> **Work instructions**
Would you restate, exactly as they appear, the lines from the one containing "Annotate every instance of the headlight" through the end of the data below?

> **Dataset records**
= = = = = = =
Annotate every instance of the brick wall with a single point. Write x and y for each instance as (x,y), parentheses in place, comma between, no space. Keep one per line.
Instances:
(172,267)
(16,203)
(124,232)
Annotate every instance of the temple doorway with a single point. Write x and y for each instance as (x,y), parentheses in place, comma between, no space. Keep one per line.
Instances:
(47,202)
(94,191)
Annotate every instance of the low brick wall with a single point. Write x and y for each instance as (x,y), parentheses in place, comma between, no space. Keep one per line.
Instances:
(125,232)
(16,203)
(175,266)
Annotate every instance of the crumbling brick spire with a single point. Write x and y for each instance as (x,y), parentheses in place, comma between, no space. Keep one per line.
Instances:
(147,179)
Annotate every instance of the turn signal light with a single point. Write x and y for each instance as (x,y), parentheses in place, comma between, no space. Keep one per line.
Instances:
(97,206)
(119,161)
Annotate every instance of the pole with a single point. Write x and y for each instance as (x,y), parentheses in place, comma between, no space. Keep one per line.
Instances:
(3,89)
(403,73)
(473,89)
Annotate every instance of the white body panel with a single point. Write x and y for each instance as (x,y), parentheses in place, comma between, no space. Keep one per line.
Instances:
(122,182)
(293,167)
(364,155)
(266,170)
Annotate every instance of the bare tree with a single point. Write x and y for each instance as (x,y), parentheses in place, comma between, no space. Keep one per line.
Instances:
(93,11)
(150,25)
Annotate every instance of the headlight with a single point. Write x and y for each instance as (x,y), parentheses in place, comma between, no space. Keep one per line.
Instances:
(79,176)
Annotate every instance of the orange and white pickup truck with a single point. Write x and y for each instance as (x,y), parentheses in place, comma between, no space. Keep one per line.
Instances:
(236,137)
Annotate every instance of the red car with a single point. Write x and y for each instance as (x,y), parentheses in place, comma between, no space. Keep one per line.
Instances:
= = = = = = =
> **Answer to this task**
Annotate every instance of the headlight with a single point. Write x and y for each instance as (x,y), parentheses in place, comma between, no space. Keep one per line.
Instances:
(79,176)
Annotate every instance of the orange and white pickup truck with a single point. Write x and y for each instance as (x,y), parentheses in place, comma between, no space. Keep one per line.
Instances:
(236,137)
Annotate every instance of the red car with a single point. Write x and y for each instance as (x,y), parentheses in place, comma between, no space. Keep one per line.
Instances:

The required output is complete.